→ PROBLEM TO WORK ON:
Reproduce each line below word for word, but leave out the pictures.
:: SUPPLIED ENTRIES
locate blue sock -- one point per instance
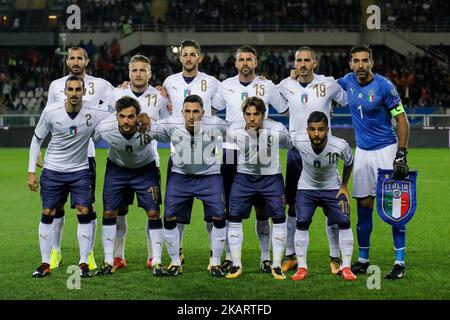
(399, 234)
(363, 231)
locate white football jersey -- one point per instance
(194, 154)
(68, 147)
(316, 96)
(129, 153)
(259, 154)
(152, 103)
(97, 92)
(203, 85)
(231, 94)
(320, 171)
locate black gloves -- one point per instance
(400, 167)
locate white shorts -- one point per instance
(365, 169)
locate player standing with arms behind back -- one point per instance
(373, 101)
(307, 93)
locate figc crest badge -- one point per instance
(396, 199)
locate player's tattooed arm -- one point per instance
(32, 181)
(144, 122)
(39, 160)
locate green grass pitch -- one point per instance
(427, 257)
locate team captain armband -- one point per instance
(397, 110)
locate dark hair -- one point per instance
(77, 49)
(361, 48)
(247, 49)
(256, 102)
(193, 99)
(139, 58)
(74, 78)
(190, 43)
(309, 49)
(126, 102)
(318, 116)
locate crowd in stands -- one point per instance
(238, 15)
(25, 74)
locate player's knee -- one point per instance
(170, 223)
(366, 202)
(155, 224)
(82, 210)
(49, 212)
(291, 211)
(219, 222)
(278, 220)
(344, 225)
(83, 218)
(110, 214)
(59, 211)
(153, 214)
(123, 211)
(303, 225)
(47, 219)
(109, 221)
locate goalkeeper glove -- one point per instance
(400, 167)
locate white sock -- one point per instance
(291, 226)
(119, 245)
(45, 241)
(218, 242)
(84, 234)
(333, 239)
(346, 241)
(108, 239)
(263, 232)
(301, 241)
(278, 242)
(209, 226)
(180, 227)
(58, 227)
(172, 240)
(94, 233)
(227, 246)
(149, 243)
(157, 239)
(235, 238)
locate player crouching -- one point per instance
(320, 185)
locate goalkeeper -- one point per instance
(373, 102)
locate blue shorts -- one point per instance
(228, 170)
(121, 183)
(169, 172)
(293, 170)
(93, 170)
(56, 186)
(181, 190)
(247, 188)
(308, 200)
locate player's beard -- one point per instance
(246, 71)
(189, 68)
(139, 85)
(317, 142)
(79, 71)
(362, 74)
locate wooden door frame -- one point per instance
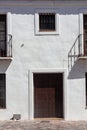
(31, 89)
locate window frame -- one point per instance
(8, 27)
(37, 29)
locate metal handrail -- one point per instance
(75, 43)
(75, 51)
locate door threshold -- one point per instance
(48, 118)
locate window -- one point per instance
(46, 22)
(2, 91)
(2, 35)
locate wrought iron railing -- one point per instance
(6, 47)
(75, 51)
(9, 46)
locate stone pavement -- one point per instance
(43, 125)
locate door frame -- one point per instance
(31, 89)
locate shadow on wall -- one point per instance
(78, 70)
(4, 65)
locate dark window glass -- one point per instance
(2, 91)
(2, 35)
(47, 22)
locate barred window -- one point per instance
(2, 91)
(46, 22)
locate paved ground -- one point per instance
(43, 125)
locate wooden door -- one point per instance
(48, 97)
(85, 34)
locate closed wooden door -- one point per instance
(85, 34)
(47, 100)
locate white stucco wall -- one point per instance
(43, 52)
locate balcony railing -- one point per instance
(75, 51)
(6, 48)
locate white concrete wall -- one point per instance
(49, 52)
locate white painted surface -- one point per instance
(49, 52)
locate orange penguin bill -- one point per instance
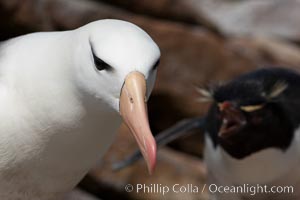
::::
→ EXERCISE RESPONSE:
locate blue sock -- one point per instance
(399, 234)
(363, 231)
locate white football jersey -- one point per instance
(194, 154)
(68, 147)
(316, 96)
(129, 153)
(259, 154)
(152, 103)
(97, 92)
(203, 85)
(231, 94)
(320, 171)
locate black gloves -- one point per instance
(400, 167)
locate white shorts -- one point per instance
(365, 169)
locate player standing with arms behind back -- one point per instance
(373, 101)
(307, 93)
locate figc crest badge -- one point per instance
(396, 199)
locate player's tattooed arm -- one point per instance
(32, 181)
(144, 122)
(39, 160)
locate green grass pitch -- one point per instance
(427, 257)
locate team captain armband -- one point per instance
(397, 110)
locate dark hair -- one point per instance
(77, 49)
(361, 48)
(247, 49)
(256, 102)
(193, 99)
(139, 58)
(74, 78)
(190, 43)
(309, 49)
(126, 102)
(318, 116)
locate crowd in stands -- one point per instance
(238, 15)
(25, 74)
locate player's knee -- one point per instance
(170, 223)
(366, 202)
(155, 224)
(82, 210)
(49, 212)
(291, 211)
(219, 222)
(278, 220)
(344, 225)
(83, 218)
(110, 214)
(59, 211)
(153, 214)
(123, 211)
(303, 225)
(47, 219)
(109, 221)
locate goalkeeper glove -- one point per instance
(400, 167)
locate white sock -- one point per instance
(291, 226)
(119, 245)
(45, 241)
(218, 242)
(84, 234)
(333, 239)
(346, 241)
(108, 239)
(263, 232)
(301, 241)
(278, 242)
(209, 226)
(180, 227)
(58, 227)
(172, 240)
(94, 233)
(227, 246)
(149, 243)
(157, 239)
(235, 238)
locate player crouching -- one point per instance
(320, 185)
locate goalkeeper -- one point per instance
(373, 102)
locate blue shorts -- one point per instance
(228, 170)
(121, 183)
(169, 172)
(293, 170)
(93, 170)
(56, 186)
(181, 190)
(247, 188)
(308, 200)
locate player's beard -- one point per instance
(246, 71)
(189, 68)
(139, 85)
(317, 142)
(79, 71)
(362, 74)
locate wooden door frame -- one point per instance
(31, 89)
locate window frame -- one point per instance
(8, 27)
(37, 29)
locate metal handrail -- one point per instance
(75, 43)
(75, 51)
locate door threshold -- one point per instance
(48, 118)
locate window -- one point per instance
(46, 22)
(2, 91)
(2, 35)
locate wrought iron railing -- one point per instance
(6, 47)
(75, 51)
(9, 46)
locate stone pavement -- one point per instance
(43, 125)
locate door frame -- one point per instance
(31, 89)
locate shadow on wall -- one point per instance
(78, 70)
(4, 65)
locate dark window glass -- one point per instance
(2, 91)
(2, 35)
(47, 22)
locate barred window -- one point per instance
(2, 91)
(46, 22)
locate paved ground -- one point per instance
(43, 125)
locate wooden door -- one point per instance
(48, 97)
(85, 34)
locate closed wooden door -- one point per instance
(85, 34)
(47, 100)
locate white stucco wall -- one point per instance
(43, 52)
locate balcony railing -- one point per instance
(75, 51)
(6, 48)
locate white concrete wall -- one point per instance
(49, 52)
locate white painted surface -- one point per instance
(49, 52)
locate orange penguin bill -- one point per instance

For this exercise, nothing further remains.